- _PROBLEM DESCRIPTION_
Output as a numbered list, skipping blank lines, every line from the one containing "For each instance of the pink church" through the last line of the items, both ends included.

--------------------------------------------------

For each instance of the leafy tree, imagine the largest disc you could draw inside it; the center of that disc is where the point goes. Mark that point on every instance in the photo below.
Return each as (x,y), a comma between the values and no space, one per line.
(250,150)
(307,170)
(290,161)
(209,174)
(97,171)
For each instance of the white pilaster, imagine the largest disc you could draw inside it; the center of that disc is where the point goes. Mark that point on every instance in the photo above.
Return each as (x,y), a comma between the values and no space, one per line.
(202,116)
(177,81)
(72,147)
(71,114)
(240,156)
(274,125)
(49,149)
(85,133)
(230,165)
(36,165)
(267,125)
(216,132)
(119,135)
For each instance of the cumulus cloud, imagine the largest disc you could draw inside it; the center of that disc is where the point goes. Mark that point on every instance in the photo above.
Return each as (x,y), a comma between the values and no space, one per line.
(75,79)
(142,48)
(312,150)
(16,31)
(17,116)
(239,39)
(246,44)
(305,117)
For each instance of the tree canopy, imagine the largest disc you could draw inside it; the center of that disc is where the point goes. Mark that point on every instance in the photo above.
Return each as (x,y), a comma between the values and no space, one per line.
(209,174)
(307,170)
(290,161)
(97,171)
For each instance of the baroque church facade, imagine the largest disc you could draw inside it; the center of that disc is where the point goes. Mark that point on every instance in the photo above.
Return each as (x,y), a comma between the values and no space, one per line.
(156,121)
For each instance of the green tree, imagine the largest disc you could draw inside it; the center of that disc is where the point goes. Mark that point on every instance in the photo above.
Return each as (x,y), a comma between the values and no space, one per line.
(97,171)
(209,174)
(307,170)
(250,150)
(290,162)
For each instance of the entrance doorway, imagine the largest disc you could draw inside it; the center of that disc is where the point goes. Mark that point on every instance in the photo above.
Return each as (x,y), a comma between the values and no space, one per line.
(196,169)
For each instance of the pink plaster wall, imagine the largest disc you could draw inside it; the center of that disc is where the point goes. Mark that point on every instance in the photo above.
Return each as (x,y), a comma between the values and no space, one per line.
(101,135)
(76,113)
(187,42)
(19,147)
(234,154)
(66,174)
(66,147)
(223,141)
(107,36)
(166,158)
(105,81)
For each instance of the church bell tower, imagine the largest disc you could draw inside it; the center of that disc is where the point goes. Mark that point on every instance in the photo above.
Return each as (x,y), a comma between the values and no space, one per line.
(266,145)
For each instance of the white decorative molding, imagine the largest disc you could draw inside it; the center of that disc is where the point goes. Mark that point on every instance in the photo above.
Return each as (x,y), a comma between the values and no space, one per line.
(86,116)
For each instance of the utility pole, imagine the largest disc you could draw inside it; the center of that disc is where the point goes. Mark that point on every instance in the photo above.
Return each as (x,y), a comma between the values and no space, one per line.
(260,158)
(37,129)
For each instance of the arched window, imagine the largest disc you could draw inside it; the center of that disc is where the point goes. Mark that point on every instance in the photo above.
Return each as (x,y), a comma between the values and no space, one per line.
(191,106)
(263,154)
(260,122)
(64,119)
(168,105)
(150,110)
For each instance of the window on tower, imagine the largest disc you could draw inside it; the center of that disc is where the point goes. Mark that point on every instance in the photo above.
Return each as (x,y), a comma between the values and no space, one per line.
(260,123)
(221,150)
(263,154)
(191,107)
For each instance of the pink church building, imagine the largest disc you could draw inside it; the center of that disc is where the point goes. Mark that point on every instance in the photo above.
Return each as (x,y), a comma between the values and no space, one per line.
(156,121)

--------------------------------------------------

- _EXERCISE OUTPUT_
1. For each instance of the pink church building, imagine the largest disc you could draw inside it; the center of that disc is where the point goes. Mark that point on every instance in the photo above.
2. Return each as (x,y), a comma between the values and no space, one per line.
3. (156,121)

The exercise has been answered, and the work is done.